En dicha homologación o intento de homologación hay muy poca novedad. Decía Carlos Marx en la introducción a su El dieciocho Brumario de Luis Bonaparte que “Los hombres hacen su propia historia, pero no la hacen a su libre arbitrio, bajo circunstancias elegidas por ellos mismos, sino bajo aquellas circunstancias con que se encuentran directamente, que existen y les han sido legadas por el pasado. La tradición de todas las generaciones muertas oprime como una pesadilla el cerebro de los vivos”, significando que en la construcción política del presente están las imágenes del pasado proyectadas. Y agregaba Marx, de manera sensacional y conclusiva: “Y cuando éstos [los hombres que hacen la historia] aparentan dedicarse precisamente a transformarse y a transformar las cosas, a crear algo nunca visto (…) es precisamente cuando conjuran temerosos en su auxilio los espíritus del pasado, toman prestados sus nombres, sus consignas de guerra y su ropaje para, con este disfraz de vejez venerable y este lenguaje prestado, representar la nueva escena de la historia universal”.

• **EJERCICIO**: Retoma el texto sobre la cita de Marx acerca del peso del pasado en la historia y continúalo a partir de su última oración. Las entradas provienen de otra fuente.

• **DATOS PROPORCIONADOS**:
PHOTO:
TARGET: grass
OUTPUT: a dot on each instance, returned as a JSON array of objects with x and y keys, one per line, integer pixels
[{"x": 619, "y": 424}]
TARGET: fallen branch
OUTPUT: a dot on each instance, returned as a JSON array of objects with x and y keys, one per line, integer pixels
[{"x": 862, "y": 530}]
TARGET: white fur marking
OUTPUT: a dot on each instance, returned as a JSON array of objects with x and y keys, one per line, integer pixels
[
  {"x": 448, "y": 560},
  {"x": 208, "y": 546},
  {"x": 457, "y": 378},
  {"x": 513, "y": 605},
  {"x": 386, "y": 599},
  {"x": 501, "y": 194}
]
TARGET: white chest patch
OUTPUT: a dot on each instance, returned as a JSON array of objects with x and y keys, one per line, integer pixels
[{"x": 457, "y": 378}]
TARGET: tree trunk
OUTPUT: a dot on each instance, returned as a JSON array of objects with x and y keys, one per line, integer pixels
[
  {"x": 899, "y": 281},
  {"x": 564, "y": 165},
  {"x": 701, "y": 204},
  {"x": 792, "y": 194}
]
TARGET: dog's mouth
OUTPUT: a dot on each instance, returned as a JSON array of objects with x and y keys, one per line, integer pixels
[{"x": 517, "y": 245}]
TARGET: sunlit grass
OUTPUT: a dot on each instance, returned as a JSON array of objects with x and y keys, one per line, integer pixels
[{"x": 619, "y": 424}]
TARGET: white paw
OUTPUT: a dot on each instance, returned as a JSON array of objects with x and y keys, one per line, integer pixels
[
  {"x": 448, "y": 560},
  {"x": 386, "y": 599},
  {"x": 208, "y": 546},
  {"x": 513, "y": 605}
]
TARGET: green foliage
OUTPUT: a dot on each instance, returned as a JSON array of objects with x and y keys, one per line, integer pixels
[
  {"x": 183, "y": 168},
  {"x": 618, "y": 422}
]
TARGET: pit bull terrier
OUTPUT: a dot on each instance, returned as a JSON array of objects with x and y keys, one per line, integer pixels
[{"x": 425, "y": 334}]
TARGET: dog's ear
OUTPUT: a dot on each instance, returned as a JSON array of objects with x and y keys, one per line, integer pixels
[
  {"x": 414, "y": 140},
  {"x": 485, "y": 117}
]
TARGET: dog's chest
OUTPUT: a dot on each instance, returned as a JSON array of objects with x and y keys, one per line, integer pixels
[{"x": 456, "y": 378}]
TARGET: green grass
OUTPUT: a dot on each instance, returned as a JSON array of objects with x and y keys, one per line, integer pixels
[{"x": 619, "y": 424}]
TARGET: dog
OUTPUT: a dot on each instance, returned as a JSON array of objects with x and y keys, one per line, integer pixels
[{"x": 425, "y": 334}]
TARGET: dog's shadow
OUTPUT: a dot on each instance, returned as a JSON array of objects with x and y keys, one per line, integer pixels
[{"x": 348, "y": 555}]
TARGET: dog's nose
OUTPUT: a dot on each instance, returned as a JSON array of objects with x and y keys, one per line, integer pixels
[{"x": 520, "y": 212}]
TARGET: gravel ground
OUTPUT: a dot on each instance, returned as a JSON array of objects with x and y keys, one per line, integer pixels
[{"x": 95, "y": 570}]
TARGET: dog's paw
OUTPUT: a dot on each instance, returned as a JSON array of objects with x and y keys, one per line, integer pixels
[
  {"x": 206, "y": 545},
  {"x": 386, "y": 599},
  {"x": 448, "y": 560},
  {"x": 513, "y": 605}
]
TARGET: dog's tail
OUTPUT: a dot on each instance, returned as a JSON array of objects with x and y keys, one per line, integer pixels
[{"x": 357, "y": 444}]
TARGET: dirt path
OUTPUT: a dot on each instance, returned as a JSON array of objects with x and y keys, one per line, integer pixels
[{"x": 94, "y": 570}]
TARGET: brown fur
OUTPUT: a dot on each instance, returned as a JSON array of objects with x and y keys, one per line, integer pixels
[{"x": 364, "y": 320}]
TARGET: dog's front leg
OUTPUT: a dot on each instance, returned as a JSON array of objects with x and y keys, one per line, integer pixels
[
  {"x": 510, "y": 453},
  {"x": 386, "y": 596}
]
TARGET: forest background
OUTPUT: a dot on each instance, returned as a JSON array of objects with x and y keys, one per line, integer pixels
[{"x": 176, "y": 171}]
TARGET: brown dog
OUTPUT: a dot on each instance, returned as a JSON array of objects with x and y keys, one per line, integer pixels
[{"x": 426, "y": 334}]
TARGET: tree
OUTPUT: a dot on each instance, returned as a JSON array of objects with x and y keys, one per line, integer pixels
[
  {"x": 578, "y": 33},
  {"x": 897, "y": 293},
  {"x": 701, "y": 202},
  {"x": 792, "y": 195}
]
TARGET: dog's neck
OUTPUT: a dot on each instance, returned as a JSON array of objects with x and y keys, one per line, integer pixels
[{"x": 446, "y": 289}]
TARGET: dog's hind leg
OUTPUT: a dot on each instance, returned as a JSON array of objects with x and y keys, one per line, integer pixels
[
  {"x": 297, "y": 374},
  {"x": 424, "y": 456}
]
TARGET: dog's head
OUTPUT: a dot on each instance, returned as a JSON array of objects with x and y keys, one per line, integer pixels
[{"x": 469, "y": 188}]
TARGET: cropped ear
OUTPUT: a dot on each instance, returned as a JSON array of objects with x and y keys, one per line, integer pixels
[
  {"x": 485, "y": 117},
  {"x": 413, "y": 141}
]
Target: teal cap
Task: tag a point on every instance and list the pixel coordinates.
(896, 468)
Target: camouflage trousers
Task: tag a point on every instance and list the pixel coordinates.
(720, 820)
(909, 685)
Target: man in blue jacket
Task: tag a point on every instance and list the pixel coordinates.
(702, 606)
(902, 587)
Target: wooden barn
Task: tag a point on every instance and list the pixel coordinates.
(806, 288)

• **RESULTADO DEL EJERCICIO**:
Marx ofrece en esas líneas tan reveladoras el ejemplo de Martín Lutero, el teólogo agustino que impulsó la reforma protestante en Alemania a principios del siglo XVI, quien se había disfrazado de apóstol Pablo para predicar o militar con éxito los principios reformistas de lo que hasta hoy es el protestantismo. Y también los ejemplos de las revoluciones burguesas de Francia travestidas en símbolos históricos universales para su praxis de entonces: “(…) La revolución de 1789/1814 se vistió alternativamente con el ropaje de la República romana y del Imperio romano y la revolución de 1848 no supo hacer nada mejor que parodiar aquí al 1789 y allá la tradición revolucionaria de 1793 a 1795. Es como el principiante que ha aprendido un idioma nuevo: lo traduce siempre a su idioma nativo, pero sólo se asimila el espíritu del nuevo idioma y sólo es capaz de expresarse libremente en él cuando se mueve dentro de él sin reminiscencias y olvida en él su lenguaje natal”.
Entonces el presente se viste con el manto del pasado con el fin de legitimarse y, a la vez, hacerse comprensible frente a los ojos de los contemporáneos, allí donde estos tienden a entender mejor lo que ya saben de antemano en un determinado momento. Es mucho más fácil para un hombre de fines del siglo XX y principios del siglo XXI ver en los movimientos de Rusia sobre los territorios de Luhansk y Donetsk una reedición de la invasión alemana contra Polonia en 1939 que ver dicho proceso en sí mismo, simplemente porque lo nuevo es lo desconocido y no tiene categorías propias mientras se desarrolla. Y también porque el episodio histórico referido es, a esta altura, harto conocido al haber sido ampliamente desarrollado por los medios de difusión a lo largo de décadas. Son fuertes las imágenes de los tanques nazis cruzando la frontera hacia Polonia y provocando el incidente que para la historia oficial desencadenó la II Guerra Mundial. Es por eso que, si vamos a hablar hoy de una III Guerra Mundial como secuela de aquella, lo más natural es que en la historia “se repita”, o que en la comprensión de quienes observamos el evento actual haya más continuidad que ruptura entre el presente y el pasado.